Text to read:
┏━━

# Is he trying to bully me?



## Kat0111 (28 March 2017)

Hi all, 

I am new to the whole caring for horses thing (have always ridden though). Anyway, i have recently started helping my mother in law look after her three horses. She has a yearling, who is lovely (a little feral, but we'll get there), a Dartmoor pony, and an Arab gelding. The pony and the foal are fine, but I am fairly sure that the arab is trying to dominate/bully me. So much so that mother in law has now had to put him in the field at the back, as he will not move from the gate to enable me to put hay in the field. Basically, when i turn up to the field, he looks happy, ears forward interested, the ears then go flat back and i get a face pulled at me. When i try to get into the field to put hay out he will not move, he throws his head up, stamps his back feet and will not move. I even go in with a riding crop to wave about to get him to move (this did work for a bit, but no longer). Mother in law just shoves the food under the gate and off she goes (don't start on this one, it drives me mad, but they are her horses and her fields so i'm kinda stuck there) I like to put the food down in the field and 'do it properly' it also gets them away from the gate, but when i can't get into the field it makes it impossible. He has now been moved to the next field along, he can still see what is going on, and he still guards the gate, but it causes less issues for me and i can see to the foal without the both of us being picked on. 

So i just want to know how to deal with it? I don't want to shout and holler at him, i don't think it is ideal for the foal to see this and i don't like doing it! I also want him to be a good role model for the foal.. BUT at this stage will do what needs to be done..!!

Any ideas, gladly welcomed! But please no negativity, as these are not my horses or my land, I am just trying to help out and get some experience for when I can have my own!

Thanks all


----------



## be positive (28 March 2017)

If they are used to your MIL just shoving the hay under the gate most of the time then the Arab is simply behaving normally expecting you to do the same, he should give you room to go in but she is training him to remain where he is and without consistent handling and you both having the same rules I don't think it fair to "blame" him and isolate him from the others, he is doing nothing wrong in his mind and you going in waving whips about is just confusing matters.

┗━━

Entries on locating named things:
┏━━

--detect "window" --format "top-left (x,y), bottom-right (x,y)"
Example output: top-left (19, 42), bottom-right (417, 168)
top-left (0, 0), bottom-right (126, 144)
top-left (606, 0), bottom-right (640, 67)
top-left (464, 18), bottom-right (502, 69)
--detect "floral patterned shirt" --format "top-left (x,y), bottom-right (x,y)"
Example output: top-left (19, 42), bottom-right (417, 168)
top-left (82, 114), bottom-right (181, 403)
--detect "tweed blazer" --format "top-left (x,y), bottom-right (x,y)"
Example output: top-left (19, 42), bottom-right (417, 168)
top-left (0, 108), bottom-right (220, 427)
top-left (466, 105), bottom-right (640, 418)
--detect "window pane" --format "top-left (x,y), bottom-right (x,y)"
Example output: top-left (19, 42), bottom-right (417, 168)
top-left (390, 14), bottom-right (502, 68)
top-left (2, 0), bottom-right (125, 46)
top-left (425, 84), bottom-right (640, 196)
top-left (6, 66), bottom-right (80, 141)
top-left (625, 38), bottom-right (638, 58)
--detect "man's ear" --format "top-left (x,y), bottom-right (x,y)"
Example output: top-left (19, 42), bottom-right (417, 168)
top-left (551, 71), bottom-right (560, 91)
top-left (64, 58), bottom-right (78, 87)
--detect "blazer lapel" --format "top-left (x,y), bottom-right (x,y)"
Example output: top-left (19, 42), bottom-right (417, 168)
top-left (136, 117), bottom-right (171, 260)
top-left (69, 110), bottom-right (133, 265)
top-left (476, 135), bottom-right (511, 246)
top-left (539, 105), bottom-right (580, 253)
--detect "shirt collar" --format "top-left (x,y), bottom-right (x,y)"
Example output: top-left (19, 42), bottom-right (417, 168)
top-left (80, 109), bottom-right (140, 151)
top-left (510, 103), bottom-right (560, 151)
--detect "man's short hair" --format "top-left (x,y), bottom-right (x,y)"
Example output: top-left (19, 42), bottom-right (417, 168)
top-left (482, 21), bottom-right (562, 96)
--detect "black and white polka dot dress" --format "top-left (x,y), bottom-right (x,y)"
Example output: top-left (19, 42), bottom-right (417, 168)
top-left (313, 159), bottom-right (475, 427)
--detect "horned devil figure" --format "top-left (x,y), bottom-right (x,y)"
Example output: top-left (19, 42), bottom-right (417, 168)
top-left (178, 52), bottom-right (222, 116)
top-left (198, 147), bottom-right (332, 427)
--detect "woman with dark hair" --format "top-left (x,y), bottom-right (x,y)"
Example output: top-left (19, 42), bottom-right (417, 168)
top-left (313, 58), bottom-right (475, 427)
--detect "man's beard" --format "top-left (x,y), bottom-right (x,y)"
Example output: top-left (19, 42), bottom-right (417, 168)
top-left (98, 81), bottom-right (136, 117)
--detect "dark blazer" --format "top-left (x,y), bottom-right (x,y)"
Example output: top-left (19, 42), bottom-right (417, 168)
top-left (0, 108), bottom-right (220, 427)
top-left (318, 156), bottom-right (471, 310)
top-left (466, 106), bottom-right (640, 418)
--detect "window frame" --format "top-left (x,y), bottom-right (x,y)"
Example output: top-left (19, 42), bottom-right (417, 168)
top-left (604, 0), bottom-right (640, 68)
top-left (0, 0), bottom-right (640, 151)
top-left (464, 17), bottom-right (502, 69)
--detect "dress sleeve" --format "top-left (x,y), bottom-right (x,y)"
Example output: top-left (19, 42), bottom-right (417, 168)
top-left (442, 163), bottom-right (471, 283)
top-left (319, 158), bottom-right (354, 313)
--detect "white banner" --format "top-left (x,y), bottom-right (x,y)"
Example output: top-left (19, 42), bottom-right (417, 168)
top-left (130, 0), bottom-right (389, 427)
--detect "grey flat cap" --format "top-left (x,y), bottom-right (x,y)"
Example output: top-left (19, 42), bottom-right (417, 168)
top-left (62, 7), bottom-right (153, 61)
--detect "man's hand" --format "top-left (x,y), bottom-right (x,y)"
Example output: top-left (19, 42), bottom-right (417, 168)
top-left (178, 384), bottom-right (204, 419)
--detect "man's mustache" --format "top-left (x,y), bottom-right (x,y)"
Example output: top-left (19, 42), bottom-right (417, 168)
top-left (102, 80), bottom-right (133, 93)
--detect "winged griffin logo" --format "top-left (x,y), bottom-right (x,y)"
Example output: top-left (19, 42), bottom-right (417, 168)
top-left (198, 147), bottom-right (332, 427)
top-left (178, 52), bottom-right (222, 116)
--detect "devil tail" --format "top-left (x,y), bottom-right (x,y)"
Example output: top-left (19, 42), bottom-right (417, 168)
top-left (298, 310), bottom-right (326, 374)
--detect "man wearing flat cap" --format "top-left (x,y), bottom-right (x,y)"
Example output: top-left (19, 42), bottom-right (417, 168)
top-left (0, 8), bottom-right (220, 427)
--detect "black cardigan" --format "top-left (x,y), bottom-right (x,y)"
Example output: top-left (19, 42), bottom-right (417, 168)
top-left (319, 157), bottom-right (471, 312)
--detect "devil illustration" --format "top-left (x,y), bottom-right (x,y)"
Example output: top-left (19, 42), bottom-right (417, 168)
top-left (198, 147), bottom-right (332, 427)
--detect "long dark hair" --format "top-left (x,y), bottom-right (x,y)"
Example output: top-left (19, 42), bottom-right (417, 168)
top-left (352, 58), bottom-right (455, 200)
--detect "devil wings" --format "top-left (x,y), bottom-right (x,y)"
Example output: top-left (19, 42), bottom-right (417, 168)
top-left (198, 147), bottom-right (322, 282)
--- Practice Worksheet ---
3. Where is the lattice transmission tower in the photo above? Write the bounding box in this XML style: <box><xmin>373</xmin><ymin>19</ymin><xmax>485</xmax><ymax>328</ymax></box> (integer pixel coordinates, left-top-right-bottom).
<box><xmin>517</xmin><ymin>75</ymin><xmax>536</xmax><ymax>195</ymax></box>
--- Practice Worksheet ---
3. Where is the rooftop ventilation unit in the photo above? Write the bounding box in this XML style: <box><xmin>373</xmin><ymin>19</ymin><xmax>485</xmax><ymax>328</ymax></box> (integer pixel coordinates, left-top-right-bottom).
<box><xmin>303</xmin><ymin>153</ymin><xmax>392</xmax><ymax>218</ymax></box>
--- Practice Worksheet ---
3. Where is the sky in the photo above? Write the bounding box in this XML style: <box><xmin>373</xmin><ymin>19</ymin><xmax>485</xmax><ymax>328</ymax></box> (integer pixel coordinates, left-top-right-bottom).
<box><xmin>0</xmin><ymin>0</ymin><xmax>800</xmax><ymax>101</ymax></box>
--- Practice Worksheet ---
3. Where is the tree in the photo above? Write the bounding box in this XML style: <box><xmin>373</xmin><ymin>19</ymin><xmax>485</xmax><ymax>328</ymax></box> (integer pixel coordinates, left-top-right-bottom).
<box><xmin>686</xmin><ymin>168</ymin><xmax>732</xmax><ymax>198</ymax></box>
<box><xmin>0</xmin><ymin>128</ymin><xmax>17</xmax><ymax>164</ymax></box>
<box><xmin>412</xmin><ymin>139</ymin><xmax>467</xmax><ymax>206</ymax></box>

┗━━

Short problem A:
Substitute "example" for "role model" in the stretch of the horse forum thread from "So i just want" through "to be done..!!", and write out that stretch with the change.
Short problem B:
Resume the horse forum thread about the Arab gelding at the gate from where it stops.

Expected answer A:
So i just want to know how to deal with it? I don't want to shout and holler at him, i don't think it is ideal for the foal to see this and i don't like doing it! I also want him to be a good example for the foal.. BUT at this stage will do what needs to be done..!!

Expected answer B:
As for what to do I expect once the grass comes through and they are not getting hay he will be less attracted to the gate and be more cooperative, I would be inclined to make friends with him, pop a headcollar on and do a bit of leading/ basic groundwork so he sees you as someone who takes an interest rather than just the food supplier or an annoyance, a few mins a day should be enough to get his attention and you can do the same with the foal so he learns to go with you when asked, Arabs are very bright if he is never getting out doing anything and has limited stimulation he may be very bored and enjoy some quality time even a token could be worthwhile.


----------



## Kat0111 (28 March 2017)

Thank you for that. I had wondered about doing some work with him, as once he has a bridle on he is an angel! I guess i need to 'grow a pair' and get on with it.. i admit that i am very intimidated by him because of his behaviour. I used to occasionally ride him and he was lovely - like a totally different horse! Mother in law doesn't do anything with him, she hasn't ever ridden him. In terms of love and food he has been spoilt, but in terms of human interaction he has been pretty neglected, it's a shame really. And i totally get that now i am coming in and actually getting involved he just can't be bothered with it and that i am an annoyance! 
I know it's not his fault, it's just frustrating. I have tried persuading mother in law to not to shove food under the gate, aside from the encouraging 'guarding the gate' she is actually really damaging the ground and wasting so much food! But alas, i am fighting a losing battle : ( 
Thanks for your advice and wish me luck!!


----------



## Pearlsasinger (28 March 2017)

I would *never* ask a novice to take food into a field with loose horses. You have to know your horses well and be sure that. they are not going to push each other  out of the way, there is an accident waiting to happen and you could get seriously hurt. We have horses in two fields, I wouldn't take hay into the fields with either pair. I bring them in while the hay is put out.  Or stand outside the fence and throw the hay where I want the horses to eat it.
Your MIL has shown you how she does the job, do it the way she has shown you and keep yourself and the horses safe.
I can imagine  the thread mil would start "My novice DIL thinks she knows better than me"


----------



## Meowy Catkin (28 March 2017)

I agree with Pearl. He's been trained to wait right by the gate by you MIL as the hay is then shoved through the gate. You can't retrain him (especially by waving a whip, plus it isn't really your place - for want of a better term - to do so) if your MIL is still reinforcing that behaviour by continuing to feed him that way, so feed him her way.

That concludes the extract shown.